→ **What you have to do**
Reproduce the data in its entirety, exactly as supplied.

** begin Records for this exercise **

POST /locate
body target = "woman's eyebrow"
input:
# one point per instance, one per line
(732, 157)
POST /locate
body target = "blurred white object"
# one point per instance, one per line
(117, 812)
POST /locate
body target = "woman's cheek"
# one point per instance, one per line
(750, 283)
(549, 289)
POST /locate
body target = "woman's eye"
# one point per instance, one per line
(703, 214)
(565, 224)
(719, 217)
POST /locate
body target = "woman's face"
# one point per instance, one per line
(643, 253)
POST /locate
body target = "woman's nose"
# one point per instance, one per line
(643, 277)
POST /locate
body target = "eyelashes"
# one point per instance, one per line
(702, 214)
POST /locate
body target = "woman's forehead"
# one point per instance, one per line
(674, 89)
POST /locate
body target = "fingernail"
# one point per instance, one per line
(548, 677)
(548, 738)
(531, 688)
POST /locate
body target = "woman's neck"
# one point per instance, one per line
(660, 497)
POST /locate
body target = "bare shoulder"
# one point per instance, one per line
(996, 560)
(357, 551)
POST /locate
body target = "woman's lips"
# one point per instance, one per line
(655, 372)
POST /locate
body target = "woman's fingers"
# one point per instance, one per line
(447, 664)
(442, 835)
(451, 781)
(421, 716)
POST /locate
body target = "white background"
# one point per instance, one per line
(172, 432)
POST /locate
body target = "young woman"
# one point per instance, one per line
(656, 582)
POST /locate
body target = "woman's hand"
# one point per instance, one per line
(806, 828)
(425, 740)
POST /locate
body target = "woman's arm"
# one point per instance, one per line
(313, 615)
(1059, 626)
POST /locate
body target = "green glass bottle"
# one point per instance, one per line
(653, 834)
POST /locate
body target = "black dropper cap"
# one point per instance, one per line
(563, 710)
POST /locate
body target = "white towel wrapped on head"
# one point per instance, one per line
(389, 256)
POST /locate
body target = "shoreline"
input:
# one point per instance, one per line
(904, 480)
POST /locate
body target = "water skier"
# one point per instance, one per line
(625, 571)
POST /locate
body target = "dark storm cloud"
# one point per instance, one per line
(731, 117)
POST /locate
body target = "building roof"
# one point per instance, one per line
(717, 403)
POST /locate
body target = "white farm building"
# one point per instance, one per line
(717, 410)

** end Records for this exercise **

→ **Exercise response**
POST /locate
body target = "woman's eyebrow"
input:
# one point per instance, one per line
(732, 157)
POST /locate
body target = "blurred white object"
# one point per instance, one per line
(117, 812)
POST /locate
body target = "woman's cheek"
# one point per instance, one per line
(750, 283)
(549, 289)
POST /locate
body target = "woman's eye"
# one point per instance, one per line
(703, 214)
(565, 224)
(719, 217)
POST /locate
body target = "woman's face"
# one point per instance, one per line
(643, 253)
POST /locate
body target = "woman's nose"
# one point per instance, one per line
(643, 277)
POST /locate
body target = "eyelashes"
# one point per instance, one per line
(702, 214)
POST /locate
body target = "woman's forehead"
# one point per instance, one per line
(674, 89)
POST /locate
body target = "fingernail"
# one point per instance, one per line
(548, 677)
(548, 738)
(531, 688)
POST /locate
body target = "woman's neck"
# one point per instance, one per line
(660, 497)
POST /locate
body target = "bare shoulder"
# one point per instance, one per line
(996, 560)
(357, 551)
POST /locate
body target = "woman's lips"
# one point per instance, one per line
(655, 372)
POST /locate
body target = "woman's fingers"
# one point per instance, one per line
(447, 664)
(442, 835)
(451, 781)
(421, 716)
POST /locate
body target = "white background"
# one point per instance, one per line
(172, 432)
POST /locate
body target = "young woman"
# one point per instance, one per line
(656, 582)
POST /locate
body target = "woman's hand"
# one point per instance, one per line
(806, 828)
(425, 740)
POST /locate
body target = "woman's arm"
# one point per instance, one per line
(313, 615)
(1059, 626)
POST /locate
body target = "green glass bottle"
# one point per instance, one per line
(653, 834)
POST /locate
body target = "black dropper cap"
# one point per instance, one per line
(563, 710)
POST /locate
body target = "white towel wrapped on head"
# one point per instance, one per line
(389, 256)
POST /locate
body target = "shoreline"
input:
# one point per instance, one per line
(904, 480)
POST /locate
body target = "water skier"
# one point per instance, one per line
(625, 571)
POST /locate
body target = "dark storm cloud"
# one point per instance, one per line
(731, 117)
POST /locate
body target = "building roof"
# one point per instance, one per line
(717, 403)
POST /locate
body target = "white farm building"
# one point per instance, one per line
(717, 410)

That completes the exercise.